### What you should do
Set down exactly the lines from the one containing "tree branch, one" through the last line of the records below, both included, and nothing else.

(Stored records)
§ §
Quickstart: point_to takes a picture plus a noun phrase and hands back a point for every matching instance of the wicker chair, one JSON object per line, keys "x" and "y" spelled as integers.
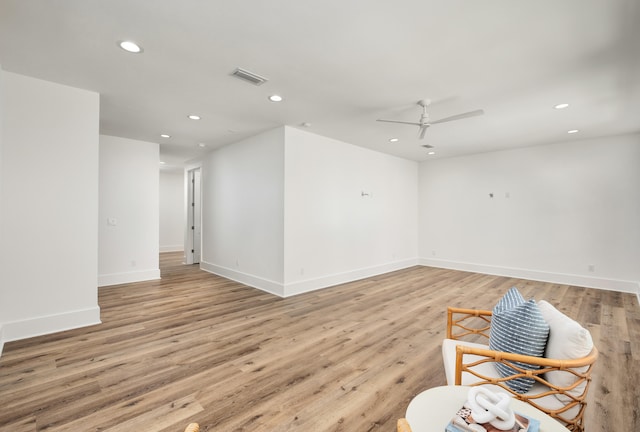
{"x": 403, "y": 425}
{"x": 476, "y": 361}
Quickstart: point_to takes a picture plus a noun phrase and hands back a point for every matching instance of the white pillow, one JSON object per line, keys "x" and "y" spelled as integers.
{"x": 567, "y": 340}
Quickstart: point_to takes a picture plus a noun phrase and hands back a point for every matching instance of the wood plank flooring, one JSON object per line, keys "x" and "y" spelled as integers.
{"x": 194, "y": 347}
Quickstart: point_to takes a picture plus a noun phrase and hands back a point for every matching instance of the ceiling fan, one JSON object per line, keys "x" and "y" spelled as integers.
{"x": 424, "y": 122}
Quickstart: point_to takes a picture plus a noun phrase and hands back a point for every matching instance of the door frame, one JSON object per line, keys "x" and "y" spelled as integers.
{"x": 193, "y": 214}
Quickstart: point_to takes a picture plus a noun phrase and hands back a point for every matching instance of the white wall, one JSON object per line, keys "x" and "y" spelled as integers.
{"x": 570, "y": 206}
{"x": 3, "y": 300}
{"x": 172, "y": 221}
{"x": 334, "y": 233}
{"x": 48, "y": 207}
{"x": 128, "y": 221}
{"x": 242, "y": 211}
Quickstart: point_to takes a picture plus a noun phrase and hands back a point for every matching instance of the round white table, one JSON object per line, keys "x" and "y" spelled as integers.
{"x": 433, "y": 409}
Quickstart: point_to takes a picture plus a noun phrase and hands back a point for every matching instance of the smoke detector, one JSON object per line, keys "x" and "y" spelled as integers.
{"x": 247, "y": 76}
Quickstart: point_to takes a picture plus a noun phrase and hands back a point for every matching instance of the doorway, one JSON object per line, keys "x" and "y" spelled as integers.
{"x": 193, "y": 243}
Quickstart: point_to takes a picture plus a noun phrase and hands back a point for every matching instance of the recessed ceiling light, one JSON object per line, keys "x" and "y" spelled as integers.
{"x": 130, "y": 46}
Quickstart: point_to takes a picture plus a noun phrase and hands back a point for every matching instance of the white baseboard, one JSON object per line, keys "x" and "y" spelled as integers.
{"x": 291, "y": 289}
{"x": 129, "y": 277}
{"x": 269, "y": 286}
{"x": 170, "y": 248}
{"x": 561, "y": 278}
{"x": 308, "y": 285}
{"x": 43, "y": 325}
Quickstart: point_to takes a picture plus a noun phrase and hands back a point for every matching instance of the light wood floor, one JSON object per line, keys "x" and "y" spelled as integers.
{"x": 197, "y": 347}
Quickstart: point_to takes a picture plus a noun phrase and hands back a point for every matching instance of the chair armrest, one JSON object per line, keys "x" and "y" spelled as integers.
{"x": 574, "y": 395}
{"x": 467, "y": 322}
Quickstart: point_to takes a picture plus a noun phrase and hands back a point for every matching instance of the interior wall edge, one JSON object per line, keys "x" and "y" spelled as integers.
{"x": 543, "y": 276}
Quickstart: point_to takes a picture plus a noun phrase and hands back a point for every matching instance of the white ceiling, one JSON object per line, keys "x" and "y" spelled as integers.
{"x": 340, "y": 65}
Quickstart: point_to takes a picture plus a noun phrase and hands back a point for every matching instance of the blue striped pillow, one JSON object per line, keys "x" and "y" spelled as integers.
{"x": 517, "y": 326}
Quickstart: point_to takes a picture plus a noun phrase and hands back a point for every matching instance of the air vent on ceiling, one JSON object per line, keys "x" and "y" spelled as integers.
{"x": 249, "y": 76}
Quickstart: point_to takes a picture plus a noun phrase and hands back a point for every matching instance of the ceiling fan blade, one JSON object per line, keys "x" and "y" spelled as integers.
{"x": 398, "y": 121}
{"x": 459, "y": 116}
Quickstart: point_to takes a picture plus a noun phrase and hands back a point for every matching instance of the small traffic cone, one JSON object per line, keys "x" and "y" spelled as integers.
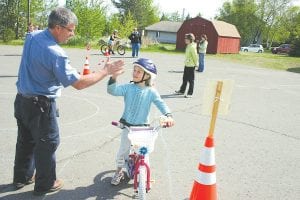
{"x": 106, "y": 53}
{"x": 205, "y": 182}
{"x": 86, "y": 67}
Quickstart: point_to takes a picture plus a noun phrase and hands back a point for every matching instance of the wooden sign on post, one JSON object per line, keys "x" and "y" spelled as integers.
{"x": 216, "y": 100}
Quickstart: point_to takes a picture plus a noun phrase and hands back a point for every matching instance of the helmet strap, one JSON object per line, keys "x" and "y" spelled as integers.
{"x": 142, "y": 80}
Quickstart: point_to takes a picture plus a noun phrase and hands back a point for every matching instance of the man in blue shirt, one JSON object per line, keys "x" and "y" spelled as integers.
{"x": 44, "y": 70}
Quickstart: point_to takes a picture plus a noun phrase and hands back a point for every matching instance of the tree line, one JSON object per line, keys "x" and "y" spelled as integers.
{"x": 268, "y": 22}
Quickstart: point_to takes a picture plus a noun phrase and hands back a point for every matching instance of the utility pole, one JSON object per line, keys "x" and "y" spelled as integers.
{"x": 28, "y": 14}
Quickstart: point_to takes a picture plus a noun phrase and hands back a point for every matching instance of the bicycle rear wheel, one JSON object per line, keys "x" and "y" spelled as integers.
{"x": 142, "y": 183}
{"x": 121, "y": 50}
{"x": 103, "y": 48}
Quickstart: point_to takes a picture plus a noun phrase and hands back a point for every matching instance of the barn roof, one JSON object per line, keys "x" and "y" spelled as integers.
{"x": 165, "y": 26}
{"x": 225, "y": 29}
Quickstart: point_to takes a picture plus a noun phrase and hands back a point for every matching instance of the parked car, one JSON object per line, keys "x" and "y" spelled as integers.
{"x": 253, "y": 48}
{"x": 283, "y": 48}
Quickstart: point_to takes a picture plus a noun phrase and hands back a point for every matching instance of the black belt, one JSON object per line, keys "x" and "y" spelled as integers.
{"x": 123, "y": 121}
{"x": 36, "y": 97}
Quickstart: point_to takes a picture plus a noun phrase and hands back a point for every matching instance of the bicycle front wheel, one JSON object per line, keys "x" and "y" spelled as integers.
{"x": 142, "y": 183}
{"x": 121, "y": 50}
{"x": 104, "y": 48}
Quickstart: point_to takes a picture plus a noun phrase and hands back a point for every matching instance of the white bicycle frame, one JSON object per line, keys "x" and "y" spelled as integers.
{"x": 142, "y": 140}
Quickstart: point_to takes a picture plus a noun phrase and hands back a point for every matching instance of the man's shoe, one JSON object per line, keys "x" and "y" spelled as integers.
{"x": 58, "y": 184}
{"x": 178, "y": 92}
{"x": 21, "y": 185}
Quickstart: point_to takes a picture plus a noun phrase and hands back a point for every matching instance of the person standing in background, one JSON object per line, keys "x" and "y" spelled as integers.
{"x": 136, "y": 41}
{"x": 202, "y": 51}
{"x": 191, "y": 61}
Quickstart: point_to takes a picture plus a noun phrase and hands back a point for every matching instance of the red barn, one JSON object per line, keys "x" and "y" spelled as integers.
{"x": 222, "y": 37}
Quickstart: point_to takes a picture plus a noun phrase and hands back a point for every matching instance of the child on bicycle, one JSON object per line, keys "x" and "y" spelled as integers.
{"x": 139, "y": 94}
{"x": 111, "y": 41}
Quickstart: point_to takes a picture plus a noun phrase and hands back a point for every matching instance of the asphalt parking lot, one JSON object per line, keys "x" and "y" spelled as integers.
{"x": 257, "y": 143}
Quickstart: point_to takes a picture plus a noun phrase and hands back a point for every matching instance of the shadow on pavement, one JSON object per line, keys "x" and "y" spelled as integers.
{"x": 168, "y": 96}
{"x": 8, "y": 76}
{"x": 100, "y": 189}
{"x": 174, "y": 71}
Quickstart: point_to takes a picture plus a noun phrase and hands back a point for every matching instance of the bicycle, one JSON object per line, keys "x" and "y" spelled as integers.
{"x": 121, "y": 49}
{"x": 142, "y": 140}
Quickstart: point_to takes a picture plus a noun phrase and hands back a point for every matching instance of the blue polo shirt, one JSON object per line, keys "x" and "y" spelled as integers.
{"x": 45, "y": 68}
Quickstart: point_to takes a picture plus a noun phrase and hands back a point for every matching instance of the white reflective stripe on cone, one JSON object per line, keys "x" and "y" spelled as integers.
{"x": 206, "y": 178}
{"x": 208, "y": 156}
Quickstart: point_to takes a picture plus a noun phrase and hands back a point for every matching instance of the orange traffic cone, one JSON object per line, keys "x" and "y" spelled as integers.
{"x": 205, "y": 182}
{"x": 106, "y": 53}
{"x": 86, "y": 68}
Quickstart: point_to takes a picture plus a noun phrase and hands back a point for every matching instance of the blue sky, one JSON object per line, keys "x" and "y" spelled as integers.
{"x": 207, "y": 8}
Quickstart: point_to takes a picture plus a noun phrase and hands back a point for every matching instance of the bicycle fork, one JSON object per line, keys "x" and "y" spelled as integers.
{"x": 141, "y": 162}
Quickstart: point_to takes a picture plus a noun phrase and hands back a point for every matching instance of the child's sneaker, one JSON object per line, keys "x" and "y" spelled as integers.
{"x": 118, "y": 176}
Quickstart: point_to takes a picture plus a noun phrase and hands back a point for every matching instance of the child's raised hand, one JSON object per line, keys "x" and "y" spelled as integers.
{"x": 114, "y": 68}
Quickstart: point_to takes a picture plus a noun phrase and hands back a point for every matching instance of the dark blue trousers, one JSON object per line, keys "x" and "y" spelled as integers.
{"x": 37, "y": 141}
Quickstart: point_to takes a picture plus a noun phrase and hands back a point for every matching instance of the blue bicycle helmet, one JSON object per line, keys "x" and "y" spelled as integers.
{"x": 147, "y": 65}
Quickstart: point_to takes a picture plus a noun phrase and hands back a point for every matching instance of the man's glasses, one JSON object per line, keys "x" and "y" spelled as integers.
{"x": 68, "y": 29}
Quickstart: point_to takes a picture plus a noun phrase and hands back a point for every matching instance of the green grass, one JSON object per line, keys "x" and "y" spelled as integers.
{"x": 264, "y": 60}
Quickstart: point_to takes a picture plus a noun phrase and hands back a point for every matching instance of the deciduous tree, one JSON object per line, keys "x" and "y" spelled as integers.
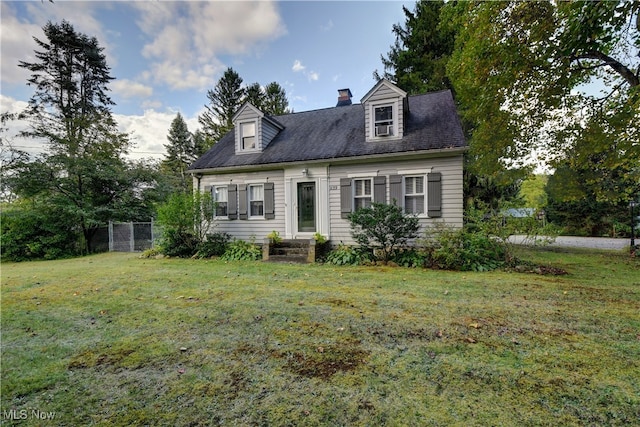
{"x": 83, "y": 171}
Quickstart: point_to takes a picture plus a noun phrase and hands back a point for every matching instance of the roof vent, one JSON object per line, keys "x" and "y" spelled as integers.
{"x": 344, "y": 97}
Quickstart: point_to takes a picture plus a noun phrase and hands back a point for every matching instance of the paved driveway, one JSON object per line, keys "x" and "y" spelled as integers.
{"x": 584, "y": 242}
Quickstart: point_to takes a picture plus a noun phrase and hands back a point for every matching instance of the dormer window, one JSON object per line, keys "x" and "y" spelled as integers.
{"x": 385, "y": 112}
{"x": 248, "y": 136}
{"x": 383, "y": 120}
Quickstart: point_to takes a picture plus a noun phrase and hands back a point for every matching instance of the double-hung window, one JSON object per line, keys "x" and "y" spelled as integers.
{"x": 383, "y": 120}
{"x": 256, "y": 200}
{"x": 414, "y": 194}
{"x": 220, "y": 199}
{"x": 362, "y": 193}
{"x": 248, "y": 136}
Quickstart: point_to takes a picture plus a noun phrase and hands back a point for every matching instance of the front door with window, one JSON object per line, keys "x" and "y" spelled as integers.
{"x": 307, "y": 207}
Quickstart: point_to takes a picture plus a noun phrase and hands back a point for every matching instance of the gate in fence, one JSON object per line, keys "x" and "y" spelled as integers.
{"x": 131, "y": 236}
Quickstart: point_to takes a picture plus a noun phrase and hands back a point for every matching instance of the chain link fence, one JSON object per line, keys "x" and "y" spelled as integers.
{"x": 126, "y": 237}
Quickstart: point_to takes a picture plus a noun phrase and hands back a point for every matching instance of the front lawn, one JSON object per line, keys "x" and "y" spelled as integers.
{"x": 117, "y": 340}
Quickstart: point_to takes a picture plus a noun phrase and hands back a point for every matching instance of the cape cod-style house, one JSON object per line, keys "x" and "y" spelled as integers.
{"x": 303, "y": 173}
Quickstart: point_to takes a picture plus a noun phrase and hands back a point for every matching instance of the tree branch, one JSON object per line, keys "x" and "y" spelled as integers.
{"x": 618, "y": 67}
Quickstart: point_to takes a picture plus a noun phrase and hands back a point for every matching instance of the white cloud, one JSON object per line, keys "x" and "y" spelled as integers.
{"x": 328, "y": 26}
{"x": 297, "y": 66}
{"x": 149, "y": 131}
{"x": 130, "y": 89}
{"x": 187, "y": 38}
{"x": 17, "y": 45}
{"x": 312, "y": 76}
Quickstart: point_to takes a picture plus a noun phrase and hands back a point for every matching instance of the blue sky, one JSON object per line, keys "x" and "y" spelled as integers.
{"x": 166, "y": 55}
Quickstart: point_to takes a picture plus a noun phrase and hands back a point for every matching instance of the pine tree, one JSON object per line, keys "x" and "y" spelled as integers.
{"x": 83, "y": 173}
{"x": 224, "y": 101}
{"x": 275, "y": 100}
{"x": 181, "y": 152}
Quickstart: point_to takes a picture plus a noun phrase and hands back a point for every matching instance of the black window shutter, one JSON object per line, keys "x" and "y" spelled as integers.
§ §
### Output of the exercise
Quickstart: point_to takes a picture plus a noun phrase and hands back a point for every matching instance of the tree branch, one JSON object per line, keys "x" and "y" spelled as integers.
{"x": 618, "y": 67}
Quickstart: point_to takes a picture plus a noun phrase and hands back a point for every matching instance of the white cloud, one JSON object per line, keys "x" and "y" spelled as integers.
{"x": 328, "y": 26}
{"x": 297, "y": 66}
{"x": 149, "y": 131}
{"x": 130, "y": 89}
{"x": 187, "y": 38}
{"x": 17, "y": 45}
{"x": 312, "y": 76}
Quickstart: point_to takes a picture plus a noun phrase and hands back a point for every matching instance of the blue sky, one JSON object per line, keys "x" and "y" spelled as integers.
{"x": 166, "y": 55}
Quickstart: point_to takes a picture plus a noun phrase and hands back a point for every matching instance of the pine tree, one JSON object per line, keys "x" and "y" spelled as integers.
{"x": 83, "y": 173}
{"x": 224, "y": 101}
{"x": 275, "y": 100}
{"x": 181, "y": 152}
Quickstart: point_to takes a picture plus a noun phrase and hands back a point for every matching instance of the black window shutter, one JSON object per line, keys "x" and "y" spelled as integers.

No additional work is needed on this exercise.